= To be done =
1. Using the passage on leasing the Tucson FCV, answer each question:
(a) What monthly payment did the local BMW dealer quote for the new 2014 BMW 528i Sedan?
(b) At what price does the entry-level Tucson start?
(c) How much in additional monthly costs did the Hyundai program finally present?
2. Extract every line of the records that contains the string "white", matching case exactly.

= Selected excerpt =
========================
Indeed, $500 a month would definitely get us a luxury car. A local BMW dealer offered a new 2014 BMW 528i Sedan with navigation, heated seats, a premium package and concierge service for $4,500 down, $435 a month, almost $1,000 less than the FCV Tucson over three years. If we wanted something more directly comparable to the Tucson, a small SUV, we could have leased a BMW X1 with navigation, for $228 a month and $4,900 down – a savings of around $9,000 over the course of the lease.

The Tucson FCV is an experimental vehicle. The program directors told us that all kinds of sensors would be monitoring its performance at all times. As an experimental vehicle, the car company could charge beta testers like us a reasonable price, in return for the known limitations of the new technology, including limited fueling stations, limited range, and added time and aggravation.

If you got the entry-level Tucson, you could get two for the price of one FCV.

Instead, Hyundai stuck an arbitrary $50,000 price tag on a vehicle no one would be allowed to buy. According to AOL Autos, the MSRP of the similar 2015 Hyundai Tucson Limited Front Wheel Drive is $26,300, for an out-the-door price of around $30,000. If you got the entry-level Tucson, which starts at $21,500, you could get two Tucsons for the price of one FCV. With a 15.3-gallon tank and 21/28 EPA mpg rating (2014 model) the standard Tucson should have a range of about 360 miles. That's more than enough to go from LA's San Fernando Valley to San Francisco or Las Vegas, on fuel you can get on any street corner.

Yes, there are mitigating factors. The Hyundai program did offer free fuel, although fueling would have cost at least an hour each week. But when the additional $70 a month in costs was finally presented, on top of all the compromises we'd have to make, we walked away. It's not acceptable for a consumer to feel penalized for testing a new technology, or worse, feel like he's subsidizing a giant industrial conglomerate. As I told one of the program's managers, "This program seems to be set up for rich people" with infinite time. It's too bad. I was looking forward to being a pioneer. I wasn't afraid to put up with a few arrows, but some are just too expensive.
========================
= Information shown =
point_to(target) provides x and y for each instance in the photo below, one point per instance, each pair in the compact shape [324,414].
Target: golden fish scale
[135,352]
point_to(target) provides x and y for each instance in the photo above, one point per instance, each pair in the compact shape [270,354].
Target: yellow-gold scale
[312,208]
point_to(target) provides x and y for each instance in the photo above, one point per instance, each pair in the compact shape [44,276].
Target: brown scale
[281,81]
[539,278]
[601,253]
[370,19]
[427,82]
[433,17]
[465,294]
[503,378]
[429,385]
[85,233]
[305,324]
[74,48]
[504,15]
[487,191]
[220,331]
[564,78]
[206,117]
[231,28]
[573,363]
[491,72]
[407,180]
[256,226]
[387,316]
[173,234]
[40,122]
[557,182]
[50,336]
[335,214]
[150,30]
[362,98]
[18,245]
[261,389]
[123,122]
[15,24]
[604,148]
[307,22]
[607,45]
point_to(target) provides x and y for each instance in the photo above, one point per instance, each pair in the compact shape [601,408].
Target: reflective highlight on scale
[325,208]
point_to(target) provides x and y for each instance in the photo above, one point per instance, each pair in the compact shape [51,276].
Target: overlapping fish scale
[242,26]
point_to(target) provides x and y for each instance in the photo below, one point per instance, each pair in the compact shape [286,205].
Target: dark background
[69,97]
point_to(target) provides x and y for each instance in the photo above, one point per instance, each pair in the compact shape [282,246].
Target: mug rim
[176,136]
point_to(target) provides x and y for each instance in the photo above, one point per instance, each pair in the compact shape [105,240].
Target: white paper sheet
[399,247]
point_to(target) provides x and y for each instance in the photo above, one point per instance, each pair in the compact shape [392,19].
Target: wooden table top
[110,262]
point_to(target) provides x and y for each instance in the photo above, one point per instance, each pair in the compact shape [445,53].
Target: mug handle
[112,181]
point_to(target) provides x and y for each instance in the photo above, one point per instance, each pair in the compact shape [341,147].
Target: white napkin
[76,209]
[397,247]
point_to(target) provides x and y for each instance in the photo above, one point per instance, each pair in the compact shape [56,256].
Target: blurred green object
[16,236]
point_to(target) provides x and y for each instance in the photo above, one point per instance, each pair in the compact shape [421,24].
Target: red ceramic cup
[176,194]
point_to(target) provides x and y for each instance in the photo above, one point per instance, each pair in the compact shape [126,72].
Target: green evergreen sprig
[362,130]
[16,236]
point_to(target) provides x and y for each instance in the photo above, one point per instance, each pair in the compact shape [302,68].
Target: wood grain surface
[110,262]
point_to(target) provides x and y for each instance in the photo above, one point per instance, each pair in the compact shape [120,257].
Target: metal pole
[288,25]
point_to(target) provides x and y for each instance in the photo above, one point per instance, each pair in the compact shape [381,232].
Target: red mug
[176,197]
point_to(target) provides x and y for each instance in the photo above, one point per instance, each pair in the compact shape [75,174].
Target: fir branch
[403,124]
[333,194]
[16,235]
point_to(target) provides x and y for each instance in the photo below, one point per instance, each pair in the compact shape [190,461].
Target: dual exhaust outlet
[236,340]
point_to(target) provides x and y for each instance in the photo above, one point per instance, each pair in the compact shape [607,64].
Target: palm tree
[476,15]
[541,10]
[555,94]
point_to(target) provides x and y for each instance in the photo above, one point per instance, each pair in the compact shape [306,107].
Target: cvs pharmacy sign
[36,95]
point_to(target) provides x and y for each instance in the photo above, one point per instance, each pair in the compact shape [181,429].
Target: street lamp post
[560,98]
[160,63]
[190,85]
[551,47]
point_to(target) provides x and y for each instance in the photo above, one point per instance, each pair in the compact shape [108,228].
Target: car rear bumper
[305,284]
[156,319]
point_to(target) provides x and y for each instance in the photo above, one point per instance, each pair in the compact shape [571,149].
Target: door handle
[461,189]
========================
= Responses to the exercise =
1.
(a) $435 a month, with $4,500 down.
(b) $21,500.
(c) $70 a month.

2.
Target: white paper sheet
Target: white napkin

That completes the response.